# OBJECTIF 1:
Décalez de 3 chaque coordonnée des cadres de délimitation donnés dans les réponses, en ajoutant 3 à chaque valeur. Réécrivez ensuite toutes les lignes des enregistrements, consignes comprises, du début des enregistrements jusqu'à la ligne contenant "[5,69,113,117]" incluse, et rien d'autre.

# EXTRAIT CITÉ:
──────────────────────────────
En duo avec son ex-mari, Tiziano Mazzilli, la Belge Louise Michielsens dessine la collection de luxe de la marque britannique Daks. Le couple infernal de la mode, qui avait fondé le label Voyage dans les années 1990 à Londres, a pour mission de rebranchiser le légendaire carreau.

Carnet d’adresses en page 166.

Sur un grand jupon, elle a passé une marinière courte qui laisse entrevoir son généreux nombril. Sur la tête, elle a noué un foulard dont les imprimés représentent des petits chiens – on apprendra plus tard que c’est en réalité une nappe dont elle a détourné la fonction -. Excessive autant dans son look que dans sa personnalité, ouvertement déjantée, la Belge Louise Michielsens est une héroïne tout droit sortie de la série anglaise  » Absolutely Fabulous « . Un mélange d’Edina et de Patsy qui a juste ce qu’il faut d’excentricité, de décalé, qui n’a pas peur non plus du ridicule et qui répond en riant  » je suis jeune  » à ceux qui osent encore lui demander son âge. Digne de la mère loufoque d' » Ab Fab « , elle raconte, que lorsque ses enfants, Rocky et Tatum, étaient bébés, elle leur préparait des biberons colorés qui avaient chacun un goût différent :  » Pour expérimenter les couleurs « , se souvient-elle.

Aujourd’hui, elle travaille pour la marque britannique Daks, dont elle dessine avec son ex-mari, Tiziano Mazzilli, la ligne luxe. Mais quand vient la nuit, elle arpente les bars de Londres, avec son fils Rocky, âgé d’une vingtaine d’années, qui en sait plus qu’elle sur sa vie. Aussi, lorsque sa mère a des trous de mémoire, parce qu’elle fait  » de la place pour le lendemain « , Rocky n’hésite pas à répondre à sa place. Avec les Anglais, Louise partage cette ambivalence, respecte leur naturelle élégance, mais se montre aussi fascinée par leur propension à la débauche et leur côté  » déchiré « .
──────────────────────────────
# ENREGISTREMENTS PRÉSENTÉS:
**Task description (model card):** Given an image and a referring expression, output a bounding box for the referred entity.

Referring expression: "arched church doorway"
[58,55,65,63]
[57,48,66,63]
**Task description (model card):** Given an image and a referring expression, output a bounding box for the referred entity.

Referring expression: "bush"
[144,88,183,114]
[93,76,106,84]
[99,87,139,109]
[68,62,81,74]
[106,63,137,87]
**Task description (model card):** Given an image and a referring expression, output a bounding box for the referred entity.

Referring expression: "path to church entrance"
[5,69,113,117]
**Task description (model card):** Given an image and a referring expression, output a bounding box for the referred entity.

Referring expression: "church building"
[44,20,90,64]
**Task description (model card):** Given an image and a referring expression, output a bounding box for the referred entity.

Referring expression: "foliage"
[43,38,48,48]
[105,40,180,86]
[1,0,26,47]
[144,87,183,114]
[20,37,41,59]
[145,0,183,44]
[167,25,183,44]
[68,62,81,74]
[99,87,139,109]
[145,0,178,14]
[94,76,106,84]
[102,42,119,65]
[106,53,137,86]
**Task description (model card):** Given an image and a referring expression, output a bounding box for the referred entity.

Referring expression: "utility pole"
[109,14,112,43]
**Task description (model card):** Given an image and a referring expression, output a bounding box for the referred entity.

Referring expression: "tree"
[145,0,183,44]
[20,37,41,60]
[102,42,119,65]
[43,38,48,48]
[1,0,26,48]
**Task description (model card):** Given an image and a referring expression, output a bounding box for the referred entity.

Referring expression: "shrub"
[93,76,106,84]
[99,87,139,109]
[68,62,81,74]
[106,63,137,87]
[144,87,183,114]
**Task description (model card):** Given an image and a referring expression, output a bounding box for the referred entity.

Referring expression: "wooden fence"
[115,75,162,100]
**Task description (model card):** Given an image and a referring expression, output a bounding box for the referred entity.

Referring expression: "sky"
──────────────────────────────
# OBJECTIF 2:
Transcrivez fidèlement le passage de l'article allant de "En duo avec" jusqu'à "le légendaire carreau." inclus.

# BONNE RÉPONSE 1:
**Task description (model card):** Given an image and a referring expression, output a bounding box for the referred entity.

Referring expression: "arched church doorway"
[61,58,68,66]
[60,51,69,66]
**Task description (model card):** Given an image and a referring expression, output a bounding box for the referred entity.

Referring expression: "bush"
[147,91,186,117]
[96,79,109,87]
[102,90,142,112]
[71,65,84,77]
[109,66,140,90]
**Task description (model card):** Given an image and a referring expression, output a bounding box for the referred entity.

Referring expression: "path to church entrance"
[8,72,116,120]

# BONNE RÉPONSE 2:
En duo avec son ex-mari, Tiziano Mazzilli, la Belge Louise Michielsens dessine la collection de luxe de la marque britannique Daks. Le couple infernal de la mode, qui avait fondé le label Voyage dans les années 1990 à Londres, a pour mission de rebranchiser le légendaire carreau.